→ **Texte fourni**
━━━━━━━━
Parmi ceux que nous possédons dant ce genre, il en est un dont le 14 août 2014 nous avons trouvé la signification grâce à l'actualité et aux défenseurs acharnés des animaux, même morts. Nous n'entrerons pas dans ce débat, même si nous pensons qu'il convient d'abord de s'intéresser aux cruantés faites aux hommes vivants, et il n'en manque hélas pas. Pour en revenir aux faits, on trouvera quelques informations des deux côtés  sur la "toile", comme ici
http://www.allier-auvergne-tourisme.com/festivals-manifestations/terroir-et-artisanat/fete-du-cou-de-l-oie-528-1.html  ou  http://www.mesopinions.com/petition/animaux/fete-oie-honte-arfeuilles-allier/12310. (Ce sont les opposants).

Pour nous, nous nous contenterons de citer Paul Sébillot ( Sébillot, Paul, Le Folk-lore de la France, T III, La Faune et la Flore, E. Guilmoto, Paris,  1906, p. 247-248)   :
A Grez-Doiceau, dans le Brabant wallon, le second jour de la kermesse, une oie vivante  était suspendue à une corde qui réunissait les extrémités supérieures de deux longues perches fichées en terre. Un personnage juché sur un tréteau rappelait toutes les calamités dont la commune avait été frappée dans l'année, et accusait l'oie d'en  être la cause ; elle était aussi rendue responsable des faits et des farces qui étaient relatées par de grossiers dessins sur de grandes feuilles de papier, et finalement elle était condamnée à mort. Les membres de la jeunesse, à cheval, couraient l'oie; armés de pistolets chargés à blanc et bourrés de papier, ils passaient à la file, au galop ou au trot entre les deux perches et tiraient dans le cou de la victime expiatoire ; celui qui décrochait la tête  était proclamé vainqueur.
━━━━━━━━
→ **Consigne**
Selon le texte fourni, qui était proclamé vainqueur lors de la kermesse de Grez-Doiceau ? Ce matériel n'a aucun lien avec le texte fourni.

Étiquettes de points d'objets
━━━━━━━━
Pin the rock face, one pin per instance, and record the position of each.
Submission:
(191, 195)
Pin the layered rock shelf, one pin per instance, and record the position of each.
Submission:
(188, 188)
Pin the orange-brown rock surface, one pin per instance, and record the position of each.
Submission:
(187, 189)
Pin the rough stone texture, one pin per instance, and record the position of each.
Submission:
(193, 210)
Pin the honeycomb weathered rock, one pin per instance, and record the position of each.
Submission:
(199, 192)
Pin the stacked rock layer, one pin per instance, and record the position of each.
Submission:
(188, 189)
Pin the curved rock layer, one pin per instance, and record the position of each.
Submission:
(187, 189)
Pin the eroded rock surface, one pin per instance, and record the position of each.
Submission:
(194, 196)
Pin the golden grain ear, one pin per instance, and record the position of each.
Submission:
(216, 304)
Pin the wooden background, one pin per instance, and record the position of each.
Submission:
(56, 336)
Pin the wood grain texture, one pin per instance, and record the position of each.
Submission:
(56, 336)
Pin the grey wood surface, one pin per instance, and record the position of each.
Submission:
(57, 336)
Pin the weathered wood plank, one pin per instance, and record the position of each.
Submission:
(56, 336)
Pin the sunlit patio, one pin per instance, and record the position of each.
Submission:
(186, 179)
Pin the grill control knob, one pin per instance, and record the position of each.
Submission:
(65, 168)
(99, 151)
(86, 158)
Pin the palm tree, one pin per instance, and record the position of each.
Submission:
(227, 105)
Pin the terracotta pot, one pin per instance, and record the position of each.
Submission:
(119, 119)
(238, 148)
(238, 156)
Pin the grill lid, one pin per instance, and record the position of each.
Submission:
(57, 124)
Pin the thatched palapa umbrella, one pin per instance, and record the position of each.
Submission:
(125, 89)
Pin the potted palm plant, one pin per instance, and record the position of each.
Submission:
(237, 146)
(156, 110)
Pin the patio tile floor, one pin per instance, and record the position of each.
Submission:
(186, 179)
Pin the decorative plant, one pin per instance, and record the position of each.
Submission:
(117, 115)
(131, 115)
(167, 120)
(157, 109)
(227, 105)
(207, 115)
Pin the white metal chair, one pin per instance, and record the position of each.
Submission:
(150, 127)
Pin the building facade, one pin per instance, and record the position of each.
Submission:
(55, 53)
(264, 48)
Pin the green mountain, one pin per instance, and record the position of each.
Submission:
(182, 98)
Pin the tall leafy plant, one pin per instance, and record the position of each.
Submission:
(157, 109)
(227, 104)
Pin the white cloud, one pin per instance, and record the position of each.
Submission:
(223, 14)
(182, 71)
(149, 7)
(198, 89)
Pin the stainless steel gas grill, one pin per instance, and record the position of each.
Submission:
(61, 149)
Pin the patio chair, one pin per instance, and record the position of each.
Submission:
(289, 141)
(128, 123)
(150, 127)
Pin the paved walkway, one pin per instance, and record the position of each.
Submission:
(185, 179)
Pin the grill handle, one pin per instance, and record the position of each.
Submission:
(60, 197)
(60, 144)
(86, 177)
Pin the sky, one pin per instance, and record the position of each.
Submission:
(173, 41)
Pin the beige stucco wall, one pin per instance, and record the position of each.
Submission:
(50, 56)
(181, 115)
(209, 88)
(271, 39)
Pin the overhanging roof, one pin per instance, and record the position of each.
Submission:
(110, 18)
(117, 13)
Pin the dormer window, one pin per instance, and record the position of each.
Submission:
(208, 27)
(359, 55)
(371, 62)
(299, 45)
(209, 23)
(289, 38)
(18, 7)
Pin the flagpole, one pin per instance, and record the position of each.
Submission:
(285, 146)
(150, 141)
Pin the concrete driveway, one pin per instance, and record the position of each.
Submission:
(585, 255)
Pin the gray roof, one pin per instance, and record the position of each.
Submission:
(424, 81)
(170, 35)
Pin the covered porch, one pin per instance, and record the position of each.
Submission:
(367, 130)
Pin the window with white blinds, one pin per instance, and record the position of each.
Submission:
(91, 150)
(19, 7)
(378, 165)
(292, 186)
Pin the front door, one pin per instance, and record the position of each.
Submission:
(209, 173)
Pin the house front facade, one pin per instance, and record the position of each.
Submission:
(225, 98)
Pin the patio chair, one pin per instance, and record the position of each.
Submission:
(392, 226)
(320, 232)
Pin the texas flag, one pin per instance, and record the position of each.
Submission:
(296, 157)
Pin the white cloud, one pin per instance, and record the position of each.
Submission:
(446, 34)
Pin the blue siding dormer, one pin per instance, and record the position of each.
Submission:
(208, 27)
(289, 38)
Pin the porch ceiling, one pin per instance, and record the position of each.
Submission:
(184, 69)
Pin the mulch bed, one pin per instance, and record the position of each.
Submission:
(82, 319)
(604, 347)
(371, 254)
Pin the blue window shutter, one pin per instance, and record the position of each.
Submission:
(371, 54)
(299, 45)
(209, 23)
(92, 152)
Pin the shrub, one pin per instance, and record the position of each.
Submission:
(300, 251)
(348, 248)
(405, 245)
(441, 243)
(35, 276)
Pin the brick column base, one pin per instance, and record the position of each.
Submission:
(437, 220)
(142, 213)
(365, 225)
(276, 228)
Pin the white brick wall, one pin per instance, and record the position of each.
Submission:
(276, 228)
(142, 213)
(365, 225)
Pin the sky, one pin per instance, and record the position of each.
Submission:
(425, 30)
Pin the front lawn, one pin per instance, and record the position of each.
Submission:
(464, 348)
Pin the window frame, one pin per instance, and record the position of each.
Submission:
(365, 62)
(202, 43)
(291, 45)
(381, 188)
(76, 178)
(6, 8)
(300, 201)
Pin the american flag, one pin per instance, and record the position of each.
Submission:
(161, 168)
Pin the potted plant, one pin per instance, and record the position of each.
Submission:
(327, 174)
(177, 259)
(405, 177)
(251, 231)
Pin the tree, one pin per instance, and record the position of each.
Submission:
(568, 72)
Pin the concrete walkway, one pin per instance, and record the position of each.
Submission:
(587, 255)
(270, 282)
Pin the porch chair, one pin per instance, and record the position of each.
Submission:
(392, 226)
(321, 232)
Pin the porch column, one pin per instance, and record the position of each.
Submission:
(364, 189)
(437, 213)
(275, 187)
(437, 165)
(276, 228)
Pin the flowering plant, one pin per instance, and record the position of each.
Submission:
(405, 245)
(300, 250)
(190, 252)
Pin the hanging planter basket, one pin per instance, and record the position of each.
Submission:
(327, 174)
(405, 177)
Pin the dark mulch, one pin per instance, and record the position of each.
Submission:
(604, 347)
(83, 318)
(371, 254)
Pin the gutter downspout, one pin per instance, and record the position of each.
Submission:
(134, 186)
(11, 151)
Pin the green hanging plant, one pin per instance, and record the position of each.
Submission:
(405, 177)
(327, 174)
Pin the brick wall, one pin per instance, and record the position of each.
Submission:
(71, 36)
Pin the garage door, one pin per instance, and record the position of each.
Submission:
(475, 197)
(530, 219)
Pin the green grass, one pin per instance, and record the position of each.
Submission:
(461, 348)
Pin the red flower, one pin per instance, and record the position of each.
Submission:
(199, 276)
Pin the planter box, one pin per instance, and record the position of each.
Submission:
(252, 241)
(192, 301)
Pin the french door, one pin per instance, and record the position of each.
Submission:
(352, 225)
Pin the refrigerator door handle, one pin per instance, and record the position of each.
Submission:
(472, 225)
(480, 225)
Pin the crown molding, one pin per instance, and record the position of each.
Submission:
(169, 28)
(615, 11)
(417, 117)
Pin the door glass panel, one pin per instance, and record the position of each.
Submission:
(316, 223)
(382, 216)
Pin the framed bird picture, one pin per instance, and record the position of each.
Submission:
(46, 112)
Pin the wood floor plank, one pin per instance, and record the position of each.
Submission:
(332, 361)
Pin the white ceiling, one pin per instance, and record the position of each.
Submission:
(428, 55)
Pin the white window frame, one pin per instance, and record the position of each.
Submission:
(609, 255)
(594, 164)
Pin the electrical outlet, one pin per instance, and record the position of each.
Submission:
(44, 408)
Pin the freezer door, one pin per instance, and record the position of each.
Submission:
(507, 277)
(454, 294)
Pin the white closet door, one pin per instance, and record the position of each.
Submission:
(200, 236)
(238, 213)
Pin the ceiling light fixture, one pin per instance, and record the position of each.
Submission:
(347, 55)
━━━━━━━━
→ **Solution**
Celui qui décrochait la tête de l'oie était proclamé vainqueur.